Point-per-instance localization data
►
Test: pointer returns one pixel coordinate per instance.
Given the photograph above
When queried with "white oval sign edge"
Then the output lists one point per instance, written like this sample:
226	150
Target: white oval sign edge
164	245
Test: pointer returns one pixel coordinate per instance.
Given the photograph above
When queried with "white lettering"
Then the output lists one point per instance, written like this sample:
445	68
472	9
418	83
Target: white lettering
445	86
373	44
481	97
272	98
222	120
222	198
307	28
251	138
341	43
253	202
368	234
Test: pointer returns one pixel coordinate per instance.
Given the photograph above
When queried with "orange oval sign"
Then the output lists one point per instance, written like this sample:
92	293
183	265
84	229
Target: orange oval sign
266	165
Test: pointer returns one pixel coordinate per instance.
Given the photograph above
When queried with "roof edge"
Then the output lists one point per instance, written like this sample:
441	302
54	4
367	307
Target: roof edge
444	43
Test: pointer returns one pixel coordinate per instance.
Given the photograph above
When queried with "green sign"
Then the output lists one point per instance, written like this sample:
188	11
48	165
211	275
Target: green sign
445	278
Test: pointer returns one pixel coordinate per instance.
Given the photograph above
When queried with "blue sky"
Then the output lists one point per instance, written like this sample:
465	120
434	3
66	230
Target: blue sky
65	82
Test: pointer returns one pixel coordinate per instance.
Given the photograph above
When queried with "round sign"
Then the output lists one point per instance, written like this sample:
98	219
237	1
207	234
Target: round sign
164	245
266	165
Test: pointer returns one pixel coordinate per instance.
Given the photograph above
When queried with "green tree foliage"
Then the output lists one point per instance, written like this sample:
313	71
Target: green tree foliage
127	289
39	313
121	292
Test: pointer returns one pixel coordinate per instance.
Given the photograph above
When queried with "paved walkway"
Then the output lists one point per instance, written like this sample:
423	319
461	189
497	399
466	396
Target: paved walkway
◄
Retype every record above exactly as written.

Test: pointer returns one pixel coordinate per instance.
Given the photograph above
When queried with "white oval sign edge"
Then the output lists one point per instance, written like this sample:
226	150
Target: white oval sign edge
164	245
Test: pointer returns one pixel coordinate per instance.
Given the photograph above
When queried with "white lettering"
Then the output lists one point per instance, written like this sample:
445	68
472	9
418	83
Target: white lettering
445	86
373	44
481	97
272	98
222	120
222	198
307	28
251	138
341	43
253	202
368	234
Test: pointer returns one pixel coordinate per instance.
Given the photograph above
When queried with "orange oval sign"
Then the output lists one point per instance, written like this sample:
92	293
183	265
84	229
Target: orange oval sign
266	165
Test: pointer returns one pixel coordinate per instance.
Given the photograph above
When queried with "roof edge"
Then the output lists one point per instance, written like this sample:
441	302
54	4
367	307
Target: roof edge
444	43
Test: pointer returns one pixel coordinate per instance.
Given the photograph above
When queried with "green sign"
Then the output lists one point per instance, written like this sample:
188	11
48	165
211	275
Target: green sign
445	278
Test: pointer returns one pixel coordinate per instance.
Given the photograph above
When queried with "blue sky"
Then the output lists one point per instance, written like this sample:
465	120
434	3
66	230
Target: blue sky
65	82
Test: pointer returns one pixel coordinate per instance.
Given the photograph above
When queried with "round sign"
Then the output lists one point per instance, written like this sample:
98	219
237	1
207	234
Target: round sign
164	245
266	165
Test: pointer returns one pixel coordinate per instance.
Given the photograph above
When queried with "green tree foliage"
Then the output lists one point per instance, written like this sample:
313	71
Target: green tree foliage
127	289
39	313
121	292
Test: pointer returns one pixel coordinate per instance.
Given the photograph above
When queried with "paved walkway"
Then the output lists one point per instance, written like this sample:
423	319
461	189
497	399
466	396
Target: paved walkway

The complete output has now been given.